Feuerwehr in Heilbronn: "Bei Hochwasser können wir schnell reagieren"
Wie für jeden, der die App geladen hat, ist die Warnung des Deutschen Wetterdienstes die erste Informationsquelle für Halter und Hoffmann und selbstredend für die Integrierte Leitstelle in Heilbronn. Das Landratsamt trifft Vorkehrungen. Wer ist für eine eventuell notwendige Führung greifbar? "In 30 Fällen treffen wird 29 Mal die Vorkehrungen umsonst. Aber das eine Mal sind wir vorbereitet", sagt Hoffmann.
"Bei Hochwasser können wir relativ schnell reagieren", so Kreisbrandmeister Halter. "Das ist ein Stück weit planbar." Durch die Prognose der Hochwasservorhersagezentrale Baden-Württemberg wisse man sehr genau, bei welchem Pegel an Neckar, Jagst oder Kocher die Alarmschwelle ausgelöst werde.
Bei steigendem Neckarpegel macht Feuerwehr aus Heilbronn Kontrollfahren
Steige der Neckarpegel in Plochingen, ist bekannt, wie viel Zeit vergehe, bis das Hochwasser in Lauffen und Gundelsheim ankomme, erklärt Halter. In der integrierten Leitstelle in Heilbronn wird eine Meldekette in Gang gesetzt, die die Kommunen beinhaltet. Grundlage deren Alarm- und Einsatzpläne sind Karten, in denen eingezeichnet ist, bei welchem Pegelstand welche Gebiete überflutet werden.
Die Kommunen seien innerhalb "ihrer vier Wände", so drückt es Halter aus, für den Hochwasserschutz zuständig. Halter spricht von eingespielten Prozessen aufgrund jahrelanger Erfahrungen. Das Handeln beginne niederschwellig: Feuerwehr und Bauhof machten Kontrollfahrten.
Bad Friedrichshall schützt sich mit mobiler Schutzwand vor Hochwasser
Wenn sich die Lage verschärft, gibt es bauliche Maßnahmen. Bad Friedrichshall zum Beispiel, wo Kocher und Jagst in den Neckar fließen, baute beim Dauerregen Anfang Juni wieder seine mobile Schutzwand am Kocher-Mühlkanal auf, berichtet Gesamtkommandant Marcel Vogt.

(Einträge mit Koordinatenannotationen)

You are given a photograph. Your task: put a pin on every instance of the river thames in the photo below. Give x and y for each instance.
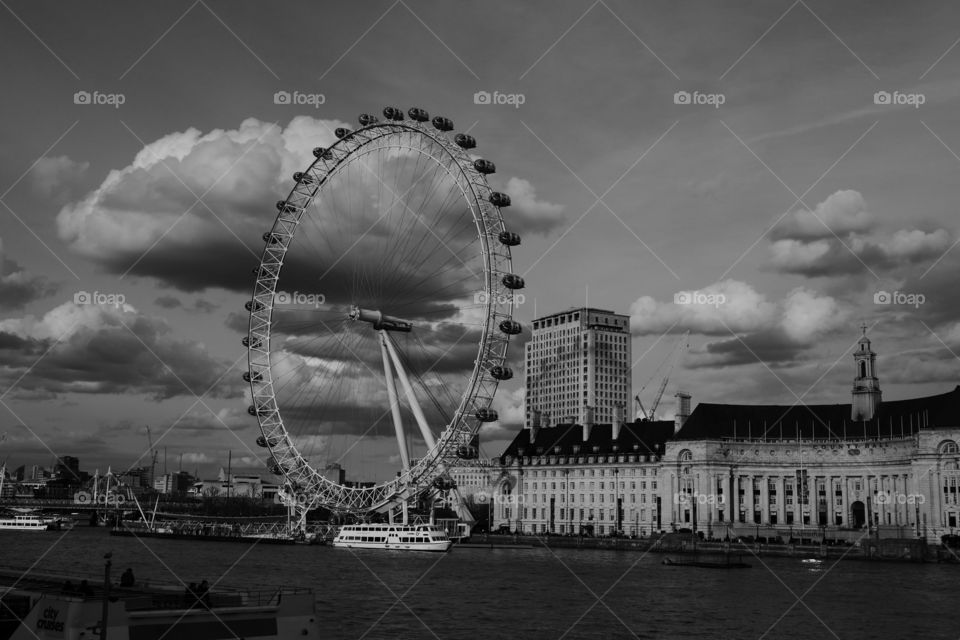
(536, 593)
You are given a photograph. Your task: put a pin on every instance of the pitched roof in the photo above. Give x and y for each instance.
(822, 421)
(643, 438)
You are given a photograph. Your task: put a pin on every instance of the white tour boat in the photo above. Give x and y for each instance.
(29, 521)
(402, 537)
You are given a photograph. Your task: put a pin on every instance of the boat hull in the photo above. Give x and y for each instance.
(397, 546)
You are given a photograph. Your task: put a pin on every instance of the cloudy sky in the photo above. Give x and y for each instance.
(781, 165)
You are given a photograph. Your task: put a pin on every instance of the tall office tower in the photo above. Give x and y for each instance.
(577, 367)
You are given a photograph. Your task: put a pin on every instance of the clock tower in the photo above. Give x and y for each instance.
(866, 385)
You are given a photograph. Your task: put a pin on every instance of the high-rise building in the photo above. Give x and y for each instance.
(577, 367)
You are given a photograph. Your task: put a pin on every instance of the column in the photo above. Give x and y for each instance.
(781, 501)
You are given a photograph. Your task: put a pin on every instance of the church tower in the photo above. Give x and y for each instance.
(866, 386)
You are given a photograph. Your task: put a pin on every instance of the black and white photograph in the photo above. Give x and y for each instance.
(413, 319)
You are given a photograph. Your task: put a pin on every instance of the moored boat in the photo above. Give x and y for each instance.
(48, 606)
(398, 537)
(27, 520)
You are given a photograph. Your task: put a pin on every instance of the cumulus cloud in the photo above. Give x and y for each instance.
(717, 309)
(841, 213)
(18, 288)
(527, 212)
(168, 302)
(107, 349)
(753, 328)
(57, 177)
(840, 237)
(146, 217)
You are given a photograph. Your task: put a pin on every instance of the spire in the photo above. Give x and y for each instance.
(866, 384)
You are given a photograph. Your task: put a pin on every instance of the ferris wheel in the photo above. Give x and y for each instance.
(381, 314)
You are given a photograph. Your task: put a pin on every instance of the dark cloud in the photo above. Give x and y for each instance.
(168, 302)
(105, 350)
(18, 288)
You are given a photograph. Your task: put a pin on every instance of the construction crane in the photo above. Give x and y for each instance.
(677, 352)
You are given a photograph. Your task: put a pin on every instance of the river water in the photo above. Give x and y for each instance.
(537, 593)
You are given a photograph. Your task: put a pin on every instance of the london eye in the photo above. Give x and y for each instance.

# [SCHRIFTLICHE AUFGABE 1]
Warum kann man laut dem Text über den Hochwasserschutz im Raum Heilbronn bei Hochwasser relativ schnell reagieren? Antworten Sie in ein bis drei Sätzen.
# [SCHRIFTLICHE AUFGABE 2]
Tippen Sie aus dem Text über den Hochwasserschutz im Raum Heilbronn den Abschnitt zwischen "Wie für jeden, der" und "Alarmschwelle ausgelöst werde.", einschließlich, genau ab.
# [SCHRIFTLICHE AUFGABE 3]
Schreiben Sie den Text über den Hochwasserschutz im Raum Heilbronn im Anschluss an seinen letzten Satz weiter.

# [AUSGABE 1]
Durch die Prognose der Hochwasservorhersagezentrale Baden-Württemberg weiß man sehr genau, bei welchem Pegel an Neckar, Jagst oder Kocher die Alarmschwelle ausgelöst wird. Steigt der Neckarpegel in Plochingen, ist außerdem bekannt, wie viel Zeit vergeht, bis das Hochwasser in Lauffen und Gundelsheim ankommt. Deshalb ist Hochwasser ein Stück weit planbar.

# [AUSGABE 2]
Wie für jeden, der die App geladen hat, ist die Warnung des Deutschen Wetterdienstes die erste Informationsquelle für Halter und Hoffmann und selbstredend für die Integrierte Leitstelle in Heilbronn. Das Landratsamt trifft Vorkehrungen. Wer ist für eine eventuell notwendige Führung greifbar? "In 30 Fällen treffen wird 29 Mal die Vorkehrungen umsonst. Aber das eine Mal sind wir vorbereitet", sagt Hoffmann.
"Bei Hochwasser können wir relativ schnell reagieren", so Kreisbrandmeister Halter. "Das ist ein Stück weit planbar." Durch die Prognose der Hochwasservorhersagezentrale Baden-Württemberg wisse man sehr genau, bei welchem Pegel an Neckar, Jagst oder Kocher die Alarmschwelle ausgelöst werde.

# [AUSGABE 3]
Die schützte auch diesmal die Bebauung vor Überflutungen. Die Feuerwehr kontrollierte während der Rund-um-die-Uhr-Bereitschaft an besagtem Wochenende die neuralgischen Punkte, errichtete Absperrungen und pumpte Wasser ab.
Bei Gefahr sollen Einwohner Radio oder Internet einschalten
Es gibt Tore für Dämme und Unterführungen in Friedrichshall und Gundelsheim, zählt Halter weiter auf oder Dammbalken, die das Wasser vom Freibad Obereisesheim fernhalten sollen. Aber auch Firmen müssen reagieren. Halter führt die Firma KS an, die bei einem gewissen Pegelstand ihren Parkplatz zwischen Neckarsulm und Obereisesheim räumt.
Spitzt die Lage sich zu, droht Menschen Gefahr, muss die Bevölkerung gewarnt werden. Per Warn-App, über Sirenen (Signal: Heulton eine Minute) - die Einwohner sollen dann Radio oder Internet einschalten - per Lautsprecherdurchsage oder bei nur wenigen betroffenen Häusern, klingelt die Feuerwehr. "Ruhe bewahren", lautet Halters erster Rat.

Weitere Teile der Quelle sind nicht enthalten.